> Tarea 1
Cita el texto sobre el señor Miguel desde "El sr. Miguel" hasta "necesidad de agacharse.".
> Tarea 2
Di si cada afirmación concuerda con el texto sobre el señor Miguel, respondiendo sí o no y citando literalmente las palabras del texto que lo deciden: (a) El señor Miguel llevaba un espejo en el bolsillo. (b) El señor Miguel nunca elogiaba a los oficiales. (c) Los hechos relatados ocurren a finales de los setenta del siglo XX.

> Texto del documento
((

El sr. Miguel era temido por los operarios de la empresa por sus exquisitas revisiones y sus conceptos de perfección que traían en muchas ocasiones a mal traer a los obreros por encontrar cualquier defecto que existiera. Por dar a conocer un detalle suyo que me llamó la atención y teniendo en cuenta que estamos hablado de finales de los sesenta del siglo XX, llevaba en su bolsillo un espejo que adaptaba de forma ingeniosa a su bastón y le permitía cual palo selfi moderno asomarse y revisar cualquier rincón por alto que estuviera o cualquier hornacina sin necesidad de agacharse.

«Las cosas bien hechas bien parecen» repetía constantemente y no dejaba pasar ni una obligando a la remodelación o repetición de aquellos trabajos mal ejecutados con el consiguiente apercibimiento cuando era menester. Es justo reconocer que también se deshacía en elogios a los Maroto, Miguel, Rafa, Alejandro y demás oficiales en la mayoría de las ocasiones porque todo estaba en orden y concierto.

))

> Material aportado
((

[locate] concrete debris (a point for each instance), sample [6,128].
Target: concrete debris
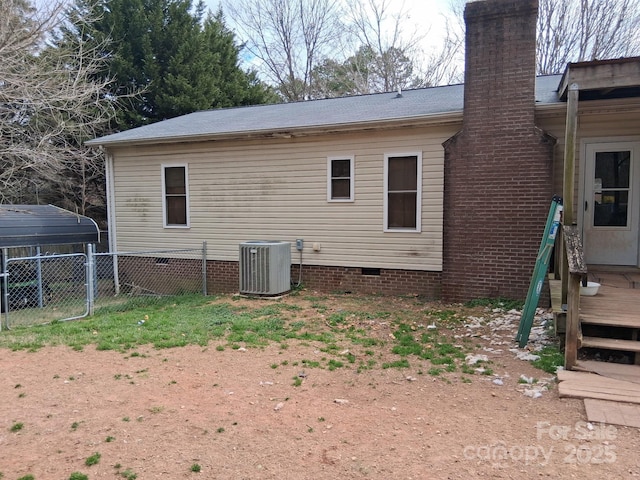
[473,359]
[524,355]
[525,379]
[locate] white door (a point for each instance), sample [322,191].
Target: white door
[612,195]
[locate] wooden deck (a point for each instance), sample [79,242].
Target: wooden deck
[613,306]
[611,390]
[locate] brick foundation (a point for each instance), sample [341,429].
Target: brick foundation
[222,277]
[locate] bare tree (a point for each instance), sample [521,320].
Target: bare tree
[379,29]
[289,38]
[581,30]
[49,105]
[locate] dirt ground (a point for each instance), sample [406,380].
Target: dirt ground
[236,414]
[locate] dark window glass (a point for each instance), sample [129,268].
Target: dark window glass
[611,189]
[175,195]
[402,192]
[340,179]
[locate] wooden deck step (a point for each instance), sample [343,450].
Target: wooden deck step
[610,320]
[590,385]
[611,344]
[619,371]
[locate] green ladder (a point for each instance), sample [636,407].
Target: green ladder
[540,271]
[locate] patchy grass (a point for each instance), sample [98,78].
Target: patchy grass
[550,359]
[349,329]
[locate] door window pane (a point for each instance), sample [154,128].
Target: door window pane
[613,169]
[611,209]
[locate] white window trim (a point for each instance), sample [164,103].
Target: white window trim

))

> Resultado esperado 1
El sr. Miguel era temido por los operarios de la empresa por sus exquisitas revisiones y sus conceptos de perfección que traían en muchas ocasiones a mal traer a los obreros por encontrar cualquier defecto que existiera. Por dar a conocer un detalle suyo que me llamó la atención y teniendo en cuenta que estamos hablado de finales de los sesenta del siglo XX, llevaba en su bolsillo un espejo que adaptaba de forma ingeniosa a su bastón y le permitía cual palo selfi moderno asomarse y revisar cualquier rincón por alto que estuviera o cualquier hornacina sin necesidad de agacharse.

> Resultado esperado 2
(a) Sí: "llevaba en su bolsillo un espejo"
(b) No: "también se deshacía en elogios a los Maroto, Miguel, Rafa, Alejandro y demás oficiales"
(c) No: "finales de los sesenta del siglo XX"